=== Excerpted records ===

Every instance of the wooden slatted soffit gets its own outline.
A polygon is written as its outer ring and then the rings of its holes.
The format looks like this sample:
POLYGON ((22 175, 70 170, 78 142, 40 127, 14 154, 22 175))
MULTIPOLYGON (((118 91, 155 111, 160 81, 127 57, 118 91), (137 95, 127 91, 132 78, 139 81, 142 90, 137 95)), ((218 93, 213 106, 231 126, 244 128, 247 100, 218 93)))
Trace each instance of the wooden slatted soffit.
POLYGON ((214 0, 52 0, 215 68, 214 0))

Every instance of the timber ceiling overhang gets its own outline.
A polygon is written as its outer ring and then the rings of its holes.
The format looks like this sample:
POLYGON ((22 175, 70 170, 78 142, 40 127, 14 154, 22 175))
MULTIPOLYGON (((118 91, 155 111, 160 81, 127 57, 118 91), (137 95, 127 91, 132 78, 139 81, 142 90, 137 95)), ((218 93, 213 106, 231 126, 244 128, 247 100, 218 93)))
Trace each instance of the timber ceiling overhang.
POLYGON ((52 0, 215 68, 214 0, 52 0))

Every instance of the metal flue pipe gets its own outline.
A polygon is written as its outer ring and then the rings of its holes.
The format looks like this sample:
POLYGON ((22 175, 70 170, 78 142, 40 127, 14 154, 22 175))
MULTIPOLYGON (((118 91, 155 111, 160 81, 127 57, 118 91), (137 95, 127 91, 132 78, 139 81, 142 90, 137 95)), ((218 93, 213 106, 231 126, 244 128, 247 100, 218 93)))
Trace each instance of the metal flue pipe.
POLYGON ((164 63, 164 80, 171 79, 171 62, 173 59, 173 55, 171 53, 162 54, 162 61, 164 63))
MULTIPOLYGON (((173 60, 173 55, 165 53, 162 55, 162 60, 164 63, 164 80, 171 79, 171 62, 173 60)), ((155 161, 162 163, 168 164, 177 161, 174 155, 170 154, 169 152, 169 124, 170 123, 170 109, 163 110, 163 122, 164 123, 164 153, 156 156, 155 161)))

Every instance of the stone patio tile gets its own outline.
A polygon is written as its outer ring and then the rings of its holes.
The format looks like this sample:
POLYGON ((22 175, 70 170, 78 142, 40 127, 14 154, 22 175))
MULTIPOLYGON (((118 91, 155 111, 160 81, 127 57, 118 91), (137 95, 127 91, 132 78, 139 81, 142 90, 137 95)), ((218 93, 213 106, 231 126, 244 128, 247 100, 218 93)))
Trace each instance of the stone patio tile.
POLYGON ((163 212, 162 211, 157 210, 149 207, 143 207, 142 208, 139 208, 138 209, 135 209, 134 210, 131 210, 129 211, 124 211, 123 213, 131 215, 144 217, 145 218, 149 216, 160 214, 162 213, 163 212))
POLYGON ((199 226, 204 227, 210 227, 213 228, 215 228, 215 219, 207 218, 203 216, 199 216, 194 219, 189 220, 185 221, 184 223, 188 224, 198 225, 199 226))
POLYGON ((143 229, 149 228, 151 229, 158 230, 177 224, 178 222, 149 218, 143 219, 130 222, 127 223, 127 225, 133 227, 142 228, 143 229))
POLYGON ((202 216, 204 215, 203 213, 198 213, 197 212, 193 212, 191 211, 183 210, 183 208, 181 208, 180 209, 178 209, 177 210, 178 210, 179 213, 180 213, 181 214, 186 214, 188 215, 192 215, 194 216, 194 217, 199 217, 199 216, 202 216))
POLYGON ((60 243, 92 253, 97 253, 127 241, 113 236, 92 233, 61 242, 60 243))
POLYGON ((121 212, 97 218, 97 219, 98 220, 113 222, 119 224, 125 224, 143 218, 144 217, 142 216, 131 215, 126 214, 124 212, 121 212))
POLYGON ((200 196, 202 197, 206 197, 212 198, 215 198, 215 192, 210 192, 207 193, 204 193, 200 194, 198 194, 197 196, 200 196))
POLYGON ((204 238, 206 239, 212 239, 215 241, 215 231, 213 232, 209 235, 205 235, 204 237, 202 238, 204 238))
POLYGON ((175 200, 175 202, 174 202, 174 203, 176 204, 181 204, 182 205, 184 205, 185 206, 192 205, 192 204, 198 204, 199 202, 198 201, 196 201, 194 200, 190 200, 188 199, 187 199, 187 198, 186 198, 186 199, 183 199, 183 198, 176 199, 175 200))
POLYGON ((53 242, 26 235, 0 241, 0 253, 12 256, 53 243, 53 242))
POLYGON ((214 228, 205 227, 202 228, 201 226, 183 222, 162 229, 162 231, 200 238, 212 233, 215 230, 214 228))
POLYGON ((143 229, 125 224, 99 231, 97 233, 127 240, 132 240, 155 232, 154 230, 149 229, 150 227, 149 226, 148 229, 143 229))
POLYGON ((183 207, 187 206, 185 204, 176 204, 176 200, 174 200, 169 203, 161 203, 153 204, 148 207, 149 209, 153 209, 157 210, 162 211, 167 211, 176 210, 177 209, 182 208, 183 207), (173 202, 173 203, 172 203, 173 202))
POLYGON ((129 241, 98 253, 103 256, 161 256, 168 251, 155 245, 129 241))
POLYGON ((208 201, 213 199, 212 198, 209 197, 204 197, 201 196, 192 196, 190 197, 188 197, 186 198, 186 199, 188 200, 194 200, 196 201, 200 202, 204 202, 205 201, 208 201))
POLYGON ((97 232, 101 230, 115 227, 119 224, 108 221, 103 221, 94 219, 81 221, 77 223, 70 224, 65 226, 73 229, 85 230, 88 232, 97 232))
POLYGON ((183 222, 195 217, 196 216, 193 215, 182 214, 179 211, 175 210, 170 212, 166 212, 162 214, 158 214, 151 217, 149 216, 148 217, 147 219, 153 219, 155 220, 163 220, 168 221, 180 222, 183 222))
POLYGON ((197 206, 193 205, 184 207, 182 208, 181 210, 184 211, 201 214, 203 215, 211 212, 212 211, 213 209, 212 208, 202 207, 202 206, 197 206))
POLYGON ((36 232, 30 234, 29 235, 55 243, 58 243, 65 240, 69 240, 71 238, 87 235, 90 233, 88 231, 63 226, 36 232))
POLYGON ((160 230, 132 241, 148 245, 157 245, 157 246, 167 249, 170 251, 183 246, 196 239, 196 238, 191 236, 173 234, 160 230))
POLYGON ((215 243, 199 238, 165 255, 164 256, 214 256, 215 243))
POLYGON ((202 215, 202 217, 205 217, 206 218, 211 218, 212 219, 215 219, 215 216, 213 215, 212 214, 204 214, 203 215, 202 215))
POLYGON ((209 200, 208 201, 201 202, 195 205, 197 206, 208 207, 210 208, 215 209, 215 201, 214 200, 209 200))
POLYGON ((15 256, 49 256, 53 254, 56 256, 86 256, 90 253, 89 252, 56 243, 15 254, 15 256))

===

■ Instructions for the task: Reproduce the material above without changes, from its first line through the line containing "POLYGON ((52 0, 215 68, 214 0, 52 0))", with both of those lines included.

■ Problem solution:
Every instance of the wooden slatted soffit gets its own outline.
A polygon is written as its outer ring and then the rings of its holes.
The format looks like this sample:
POLYGON ((22 175, 70 170, 78 142, 40 127, 14 154, 22 175))
MULTIPOLYGON (((118 91, 155 111, 160 81, 127 57, 118 91), (137 95, 127 91, 132 78, 139 81, 142 90, 137 95)), ((218 93, 213 106, 231 126, 244 128, 247 100, 218 93)))
Trace each instance of the wooden slatted soffit.
POLYGON ((214 0, 52 0, 215 68, 214 0))

Every instance of the timber ceiling overhang gets its own outline.
A polygon is written as its outer ring and then the rings of its holes.
The format looks like this sample:
POLYGON ((22 175, 70 170, 78 142, 40 127, 14 154, 22 175))
MULTIPOLYGON (((118 91, 155 111, 160 81, 127 57, 118 91), (137 95, 127 91, 132 78, 139 81, 142 90, 137 95)), ((218 93, 213 106, 231 126, 244 128, 247 100, 218 93)))
Trace each instance of the timber ceiling overhang.
POLYGON ((52 0, 215 68, 214 0, 52 0))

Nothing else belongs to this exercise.